## TO BE DONE
Copy, unchanged, the stretch of lines from the one containing "on the mare's" through the last line.

(Dataset excerpt)

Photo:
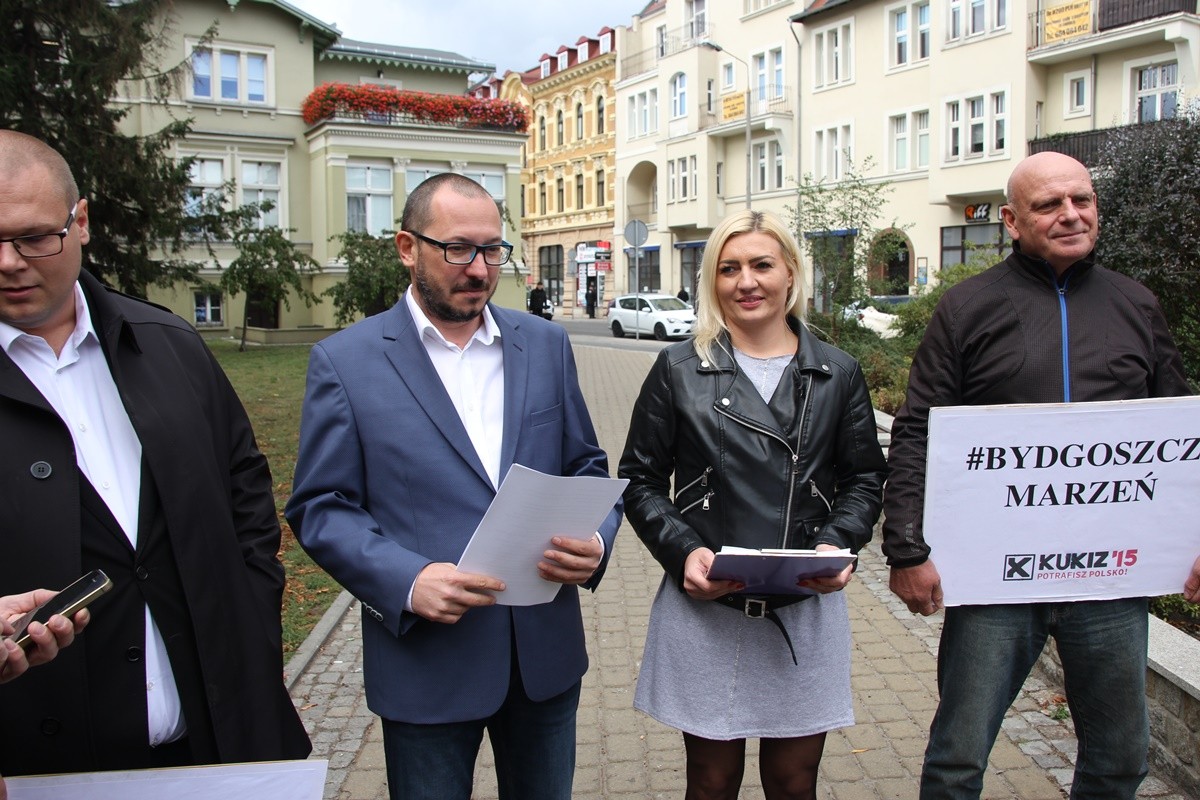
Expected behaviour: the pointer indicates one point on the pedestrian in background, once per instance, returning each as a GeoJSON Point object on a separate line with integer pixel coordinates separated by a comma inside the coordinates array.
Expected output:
{"type": "Point", "coordinates": [769, 437]}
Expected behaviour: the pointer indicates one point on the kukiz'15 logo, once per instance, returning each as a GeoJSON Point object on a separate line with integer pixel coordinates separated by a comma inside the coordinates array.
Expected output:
{"type": "Point", "coordinates": [1057, 566]}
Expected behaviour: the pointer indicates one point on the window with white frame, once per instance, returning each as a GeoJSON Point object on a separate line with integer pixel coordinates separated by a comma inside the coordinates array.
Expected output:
{"type": "Point", "coordinates": [695, 18]}
{"type": "Point", "coordinates": [833, 150]}
{"type": "Point", "coordinates": [369, 205]}
{"type": "Point", "coordinates": [977, 126]}
{"type": "Point", "coordinates": [999, 121]}
{"type": "Point", "coordinates": [768, 73]}
{"type": "Point", "coordinates": [228, 73]}
{"type": "Point", "coordinates": [208, 308]}
{"type": "Point", "coordinates": [921, 124]}
{"type": "Point", "coordinates": [261, 184]}
{"type": "Point", "coordinates": [1157, 91]}
{"type": "Point", "coordinates": [207, 180]}
{"type": "Point", "coordinates": [954, 20]}
{"type": "Point", "coordinates": [833, 49]}
{"type": "Point", "coordinates": [643, 113]}
{"type": "Point", "coordinates": [975, 18]}
{"type": "Point", "coordinates": [909, 136]}
{"type": "Point", "coordinates": [1077, 97]}
{"type": "Point", "coordinates": [899, 132]}
{"type": "Point", "coordinates": [678, 95]}
{"type": "Point", "coordinates": [909, 29]}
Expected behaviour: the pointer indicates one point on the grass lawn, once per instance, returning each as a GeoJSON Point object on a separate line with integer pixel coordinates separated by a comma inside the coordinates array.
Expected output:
{"type": "Point", "coordinates": [270, 383]}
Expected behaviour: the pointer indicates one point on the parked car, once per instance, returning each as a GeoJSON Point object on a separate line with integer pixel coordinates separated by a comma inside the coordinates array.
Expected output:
{"type": "Point", "coordinates": [661, 314]}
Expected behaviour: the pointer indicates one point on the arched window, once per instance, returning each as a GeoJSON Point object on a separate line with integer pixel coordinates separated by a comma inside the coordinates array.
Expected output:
{"type": "Point", "coordinates": [679, 95]}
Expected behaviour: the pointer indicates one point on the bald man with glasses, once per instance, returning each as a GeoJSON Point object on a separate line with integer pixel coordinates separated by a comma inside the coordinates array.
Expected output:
{"type": "Point", "coordinates": [126, 450]}
{"type": "Point", "coordinates": [411, 420]}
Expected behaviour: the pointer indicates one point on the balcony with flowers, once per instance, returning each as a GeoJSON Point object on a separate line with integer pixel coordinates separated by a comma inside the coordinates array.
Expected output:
{"type": "Point", "coordinates": [377, 104]}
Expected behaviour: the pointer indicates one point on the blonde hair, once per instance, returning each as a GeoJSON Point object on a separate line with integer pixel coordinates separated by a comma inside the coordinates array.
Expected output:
{"type": "Point", "coordinates": [709, 319]}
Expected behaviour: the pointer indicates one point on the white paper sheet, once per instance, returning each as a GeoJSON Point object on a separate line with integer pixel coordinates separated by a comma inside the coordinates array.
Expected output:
{"type": "Point", "coordinates": [527, 511]}
{"type": "Point", "coordinates": [264, 781]}
{"type": "Point", "coordinates": [1063, 501]}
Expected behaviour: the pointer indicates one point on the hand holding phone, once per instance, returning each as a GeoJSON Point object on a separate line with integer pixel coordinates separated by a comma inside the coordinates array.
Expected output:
{"type": "Point", "coordinates": [67, 602]}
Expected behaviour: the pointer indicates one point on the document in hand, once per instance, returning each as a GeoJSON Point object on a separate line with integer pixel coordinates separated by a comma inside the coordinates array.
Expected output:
{"type": "Point", "coordinates": [777, 571]}
{"type": "Point", "coordinates": [519, 525]}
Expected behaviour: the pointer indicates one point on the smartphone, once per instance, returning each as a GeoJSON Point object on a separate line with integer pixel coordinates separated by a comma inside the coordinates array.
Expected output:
{"type": "Point", "coordinates": [67, 602]}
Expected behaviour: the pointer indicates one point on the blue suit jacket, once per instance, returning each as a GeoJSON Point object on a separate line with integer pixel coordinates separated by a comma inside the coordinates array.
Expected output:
{"type": "Point", "coordinates": [388, 481]}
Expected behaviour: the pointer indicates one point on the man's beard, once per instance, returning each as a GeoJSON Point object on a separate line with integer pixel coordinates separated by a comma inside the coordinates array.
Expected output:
{"type": "Point", "coordinates": [437, 302]}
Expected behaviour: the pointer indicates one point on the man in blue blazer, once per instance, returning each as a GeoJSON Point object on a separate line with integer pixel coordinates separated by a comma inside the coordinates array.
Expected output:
{"type": "Point", "coordinates": [411, 420]}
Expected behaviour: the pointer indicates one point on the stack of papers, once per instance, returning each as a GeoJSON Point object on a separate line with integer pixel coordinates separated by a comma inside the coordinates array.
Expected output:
{"type": "Point", "coordinates": [777, 571]}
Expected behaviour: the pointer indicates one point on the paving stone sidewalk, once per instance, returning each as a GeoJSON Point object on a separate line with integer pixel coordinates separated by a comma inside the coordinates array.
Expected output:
{"type": "Point", "coordinates": [623, 753]}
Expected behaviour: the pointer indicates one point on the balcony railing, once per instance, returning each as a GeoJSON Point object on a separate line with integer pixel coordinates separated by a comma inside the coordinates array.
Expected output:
{"type": "Point", "coordinates": [1086, 145]}
{"type": "Point", "coordinates": [772, 98]}
{"type": "Point", "coordinates": [388, 106]}
{"type": "Point", "coordinates": [669, 43]}
{"type": "Point", "coordinates": [1080, 18]}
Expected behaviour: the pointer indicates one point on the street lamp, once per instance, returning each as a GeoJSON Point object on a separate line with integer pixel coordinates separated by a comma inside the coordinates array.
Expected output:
{"type": "Point", "coordinates": [713, 46]}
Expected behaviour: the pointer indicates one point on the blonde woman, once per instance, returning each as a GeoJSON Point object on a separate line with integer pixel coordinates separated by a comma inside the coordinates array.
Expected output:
{"type": "Point", "coordinates": [769, 437]}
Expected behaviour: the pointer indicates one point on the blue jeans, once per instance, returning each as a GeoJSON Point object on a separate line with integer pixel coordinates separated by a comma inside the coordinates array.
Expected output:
{"type": "Point", "coordinates": [533, 743]}
{"type": "Point", "coordinates": [985, 655]}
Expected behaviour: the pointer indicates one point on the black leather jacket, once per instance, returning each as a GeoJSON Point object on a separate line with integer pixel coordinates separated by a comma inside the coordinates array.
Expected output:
{"type": "Point", "coordinates": [805, 470]}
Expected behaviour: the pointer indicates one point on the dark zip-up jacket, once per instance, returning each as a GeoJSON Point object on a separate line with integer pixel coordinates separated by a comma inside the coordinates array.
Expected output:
{"type": "Point", "coordinates": [805, 470]}
{"type": "Point", "coordinates": [1018, 334]}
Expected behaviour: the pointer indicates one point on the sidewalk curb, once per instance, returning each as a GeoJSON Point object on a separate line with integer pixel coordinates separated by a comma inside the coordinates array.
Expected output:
{"type": "Point", "coordinates": [316, 638]}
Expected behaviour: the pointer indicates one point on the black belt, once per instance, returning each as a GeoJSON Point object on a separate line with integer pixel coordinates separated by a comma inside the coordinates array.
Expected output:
{"type": "Point", "coordinates": [763, 607]}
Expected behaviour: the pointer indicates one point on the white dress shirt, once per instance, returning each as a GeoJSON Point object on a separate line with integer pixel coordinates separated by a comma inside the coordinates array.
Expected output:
{"type": "Point", "coordinates": [78, 385]}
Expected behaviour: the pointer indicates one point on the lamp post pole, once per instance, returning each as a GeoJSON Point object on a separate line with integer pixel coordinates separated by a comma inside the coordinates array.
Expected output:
{"type": "Point", "coordinates": [713, 46]}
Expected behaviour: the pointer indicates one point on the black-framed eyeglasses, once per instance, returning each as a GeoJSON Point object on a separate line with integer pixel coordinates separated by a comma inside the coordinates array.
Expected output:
{"type": "Point", "coordinates": [43, 245]}
{"type": "Point", "coordinates": [463, 253]}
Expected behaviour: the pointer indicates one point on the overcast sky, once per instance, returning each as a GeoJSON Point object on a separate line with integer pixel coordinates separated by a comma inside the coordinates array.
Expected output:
{"type": "Point", "coordinates": [510, 35]}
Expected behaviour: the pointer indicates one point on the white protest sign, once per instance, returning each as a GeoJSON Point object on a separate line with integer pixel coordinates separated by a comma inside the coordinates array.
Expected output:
{"type": "Point", "coordinates": [301, 780]}
{"type": "Point", "coordinates": [1063, 501]}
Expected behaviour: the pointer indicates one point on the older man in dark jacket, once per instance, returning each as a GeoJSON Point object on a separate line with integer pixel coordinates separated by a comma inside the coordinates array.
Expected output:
{"type": "Point", "coordinates": [1044, 325]}
{"type": "Point", "coordinates": [127, 450]}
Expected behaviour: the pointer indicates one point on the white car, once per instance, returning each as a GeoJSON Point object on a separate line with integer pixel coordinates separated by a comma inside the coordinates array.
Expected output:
{"type": "Point", "coordinates": [661, 314]}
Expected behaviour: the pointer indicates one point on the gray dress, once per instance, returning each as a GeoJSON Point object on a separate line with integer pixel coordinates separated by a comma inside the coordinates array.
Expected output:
{"type": "Point", "coordinates": [712, 672]}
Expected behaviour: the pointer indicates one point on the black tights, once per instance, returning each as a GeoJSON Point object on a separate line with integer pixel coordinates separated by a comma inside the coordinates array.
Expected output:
{"type": "Point", "coordinates": [787, 767]}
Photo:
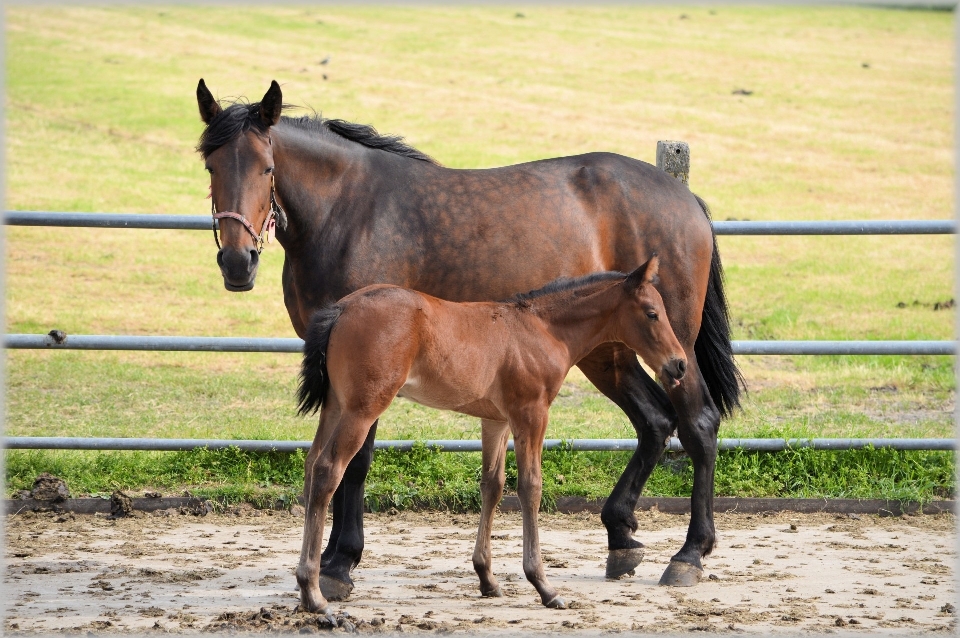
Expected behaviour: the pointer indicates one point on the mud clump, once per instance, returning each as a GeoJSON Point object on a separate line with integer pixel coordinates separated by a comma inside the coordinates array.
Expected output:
{"type": "Point", "coordinates": [50, 488]}
{"type": "Point", "coordinates": [278, 618]}
{"type": "Point", "coordinates": [120, 505]}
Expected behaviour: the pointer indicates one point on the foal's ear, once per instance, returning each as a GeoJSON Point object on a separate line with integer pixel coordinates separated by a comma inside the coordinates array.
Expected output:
{"type": "Point", "coordinates": [209, 108]}
{"type": "Point", "coordinates": [645, 274]}
{"type": "Point", "coordinates": [271, 105]}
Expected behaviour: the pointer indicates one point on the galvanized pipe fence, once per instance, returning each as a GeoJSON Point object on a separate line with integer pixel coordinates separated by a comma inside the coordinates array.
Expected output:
{"type": "Point", "coordinates": [59, 340]}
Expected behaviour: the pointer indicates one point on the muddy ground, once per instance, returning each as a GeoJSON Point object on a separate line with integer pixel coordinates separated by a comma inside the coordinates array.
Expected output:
{"type": "Point", "coordinates": [233, 571]}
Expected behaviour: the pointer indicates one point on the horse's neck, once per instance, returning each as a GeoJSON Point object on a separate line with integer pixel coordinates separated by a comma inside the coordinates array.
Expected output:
{"type": "Point", "coordinates": [583, 323]}
{"type": "Point", "coordinates": [309, 169]}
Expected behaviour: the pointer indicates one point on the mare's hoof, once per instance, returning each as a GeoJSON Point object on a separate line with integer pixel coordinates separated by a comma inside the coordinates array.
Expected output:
{"type": "Point", "coordinates": [679, 574]}
{"type": "Point", "coordinates": [333, 589]}
{"type": "Point", "coordinates": [621, 562]}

## FINISHED EXERCISE
Expected behaviour: the pointer indicates one point on the mare's hoof, once per instance, returning each as a GeoJSON Point object on a separate line with integer pixel coordinates separated by a comma inside the coordinates array.
Expected output:
{"type": "Point", "coordinates": [679, 574]}
{"type": "Point", "coordinates": [333, 589]}
{"type": "Point", "coordinates": [621, 562]}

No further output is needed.